- _Page extract_:
What Should Your First Job Be?
BANGALORE: What should your first job be? The suggestions to choose the right career path indeed vary for different individuals. However, many people seem to offer one single advice for every person who is deciding his or her very first job! The approach of ‘one-size fits all’ has its own pros and cons on the career prospects of every confused and naive sophomore who is scrambling with career options. . Businessinsider.com has compiled a list of the three most common pieces of job advice and weighed the merits of each:
Follow your dreams:
When searching for your first job, everyone from your relatives to the movie screens will tell you one thing, “Follow your dreams”. However, this can be quite a dangerous idea, because the dreams of a 22 year old are often not fully developed.
David Brooks explains this phenomenon in an op-ed in the New York Times: “Most successful young people don’t look inside and then plan a life. They look outside and find a problem, which summons their life.”
Brooks also mentioned that passion for a job is tied to a person’s interests and experiences, and does not arise through analysis. People compare the life of a rock star to an accountant and decide that the former is obviously more fun than the latter.
Both jobs come with their own sets of pressures and the challenges of a rock star might seem trivial in the eyes of an aspirant. There is great possibility to be misled and disillusioned about the dream job owing to a significant lack of transparency in all careers.
When considering a dream job, young people don’t think about the day to day work, but about the larger impact they hope to have. However, it is only by understanding the everyday work and progress that one can plot the timescale of achievements.
Working to become a performer, or improve education, the environment and health and wellness are all worthy goals, but the process can be long and incremental. There is often no clear cut path, or monthly bonuses. The prospect of immediate change or total creative freedom is as much a myth in these jobs as it is in others.
Therefore, many people prefer to work in a field where the rewards of their effort can be seen more rapidly.
This doesn’t mean that young people should abandon such jobs or dreams. They should understand that the motivation necessary to thrive will have to be very strongly internal.
Follow your peers:
For every generation, there are certain career paths that can seem like a stairway to heaven. The career progressions in some fields like medicine or law have remained the same for years while, in the others such as business and engineering have changed with the weather.
Many parents and peers advise young graduates to follow career paths that can be looked up with prestige, rewards handsomely and comes with a clear set of steps to easily get to the top.
This method is viewed as more sensible option than following vague ‘dreams’. This will certainly help an individual can gain experience and accumulate wealth, but in some ways, it can be as much of a trap as the first method.
Many people want to make realistic decisions that minimize the adverse effects of risk. The incentives and heavy pay checks draw people to a stable job and make them forget about its drawbacks.
These days, even seemingly steady professions are subject to shake ups. Those who aren’t good at adapting to new, confusing, or chaotic situations, find it hard to advance and excel in their respective professions. Recessions have put even doctors and engineers out of business, and technology is changing every business.
It is commonly quoted that nowadays one can expect ’7 career changes in your lifetime’, compared to previous generations where people worked with the same company from graduation to retirement.

- _Entries shown_:
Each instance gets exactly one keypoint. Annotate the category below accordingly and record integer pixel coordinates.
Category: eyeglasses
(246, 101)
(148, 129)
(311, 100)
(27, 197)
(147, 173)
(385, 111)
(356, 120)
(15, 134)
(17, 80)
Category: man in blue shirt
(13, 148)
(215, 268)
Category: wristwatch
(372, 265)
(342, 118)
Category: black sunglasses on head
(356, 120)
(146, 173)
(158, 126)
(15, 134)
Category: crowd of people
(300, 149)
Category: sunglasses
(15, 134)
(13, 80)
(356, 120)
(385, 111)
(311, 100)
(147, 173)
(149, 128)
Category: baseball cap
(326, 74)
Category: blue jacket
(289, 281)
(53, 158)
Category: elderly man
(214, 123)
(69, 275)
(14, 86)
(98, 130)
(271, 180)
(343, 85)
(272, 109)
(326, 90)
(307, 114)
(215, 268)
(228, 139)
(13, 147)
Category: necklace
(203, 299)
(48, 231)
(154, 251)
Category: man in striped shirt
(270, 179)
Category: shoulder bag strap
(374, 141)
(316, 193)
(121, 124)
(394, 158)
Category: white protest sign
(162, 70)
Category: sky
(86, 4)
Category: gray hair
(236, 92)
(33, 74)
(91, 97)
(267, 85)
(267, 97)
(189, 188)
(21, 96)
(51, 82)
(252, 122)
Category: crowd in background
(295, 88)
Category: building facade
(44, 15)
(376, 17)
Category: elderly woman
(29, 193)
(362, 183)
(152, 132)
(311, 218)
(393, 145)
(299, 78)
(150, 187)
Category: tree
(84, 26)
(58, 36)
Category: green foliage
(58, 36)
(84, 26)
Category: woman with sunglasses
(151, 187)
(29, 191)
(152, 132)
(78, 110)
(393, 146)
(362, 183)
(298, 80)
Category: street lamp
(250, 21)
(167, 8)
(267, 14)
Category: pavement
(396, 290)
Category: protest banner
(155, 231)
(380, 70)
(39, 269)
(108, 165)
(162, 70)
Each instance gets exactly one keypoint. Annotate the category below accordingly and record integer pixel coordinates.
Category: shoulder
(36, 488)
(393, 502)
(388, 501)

--

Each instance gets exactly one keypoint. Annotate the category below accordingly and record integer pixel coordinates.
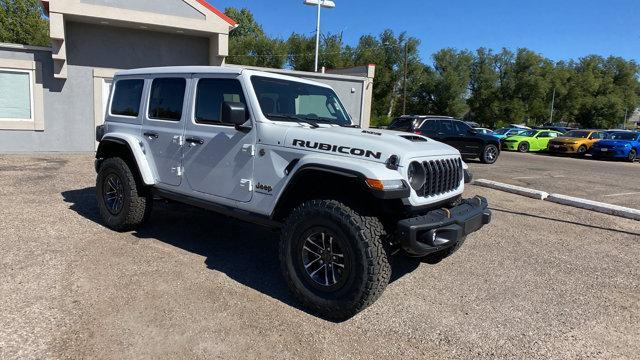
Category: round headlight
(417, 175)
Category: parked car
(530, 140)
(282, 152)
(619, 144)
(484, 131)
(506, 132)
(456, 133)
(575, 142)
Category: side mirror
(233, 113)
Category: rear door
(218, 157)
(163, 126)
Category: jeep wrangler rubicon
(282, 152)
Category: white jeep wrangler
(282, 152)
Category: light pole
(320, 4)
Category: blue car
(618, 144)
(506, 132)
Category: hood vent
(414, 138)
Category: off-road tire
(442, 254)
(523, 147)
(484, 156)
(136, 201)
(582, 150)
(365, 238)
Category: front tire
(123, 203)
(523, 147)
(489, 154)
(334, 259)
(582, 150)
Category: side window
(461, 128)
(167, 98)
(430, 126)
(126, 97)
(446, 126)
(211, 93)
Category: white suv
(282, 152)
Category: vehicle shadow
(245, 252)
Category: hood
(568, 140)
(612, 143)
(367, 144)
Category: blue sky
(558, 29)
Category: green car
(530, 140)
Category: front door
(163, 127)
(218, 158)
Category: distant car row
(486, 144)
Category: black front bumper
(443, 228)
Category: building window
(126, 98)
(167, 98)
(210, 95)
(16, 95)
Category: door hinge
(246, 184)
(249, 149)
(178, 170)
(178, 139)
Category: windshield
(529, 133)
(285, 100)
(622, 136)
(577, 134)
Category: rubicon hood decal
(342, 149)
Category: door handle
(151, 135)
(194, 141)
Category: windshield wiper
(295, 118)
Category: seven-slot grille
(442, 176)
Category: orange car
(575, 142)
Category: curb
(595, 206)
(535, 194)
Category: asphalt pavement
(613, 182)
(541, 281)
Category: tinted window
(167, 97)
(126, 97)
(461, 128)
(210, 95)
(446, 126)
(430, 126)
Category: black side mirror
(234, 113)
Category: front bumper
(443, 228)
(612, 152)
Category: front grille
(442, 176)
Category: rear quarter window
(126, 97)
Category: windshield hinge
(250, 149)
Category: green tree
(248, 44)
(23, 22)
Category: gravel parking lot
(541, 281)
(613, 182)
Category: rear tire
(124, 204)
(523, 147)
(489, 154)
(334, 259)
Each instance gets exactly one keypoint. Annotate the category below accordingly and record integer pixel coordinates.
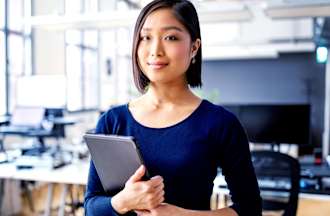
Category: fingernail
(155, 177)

- _Task objective_:
Repeat word for word the passage in the first-job article from "Many people want" up to and including "graduation to retirement.". Rely only on the article about choosing a first job; disregard the data.

- _Response to the exercise_:
Many people want to make realistic decisions that minimize the adverse effects of risk. The incentives and heavy pay checks draw people to a stable job and make them forget about its drawbacks.
These days, even seemingly steady professions are subject to shake ups. Those who aren’t good at adapting to new, confusing, or chaotic situations, find it hard to advance and excel in their respective professions. Recessions have put even doctors and engineers out of business, and technology is changing every business.
It is commonly quoted that nowadays one can expect ’7 career changes in your lifetime’, compared to previous generations where people worked with the same company from graduation to retirement.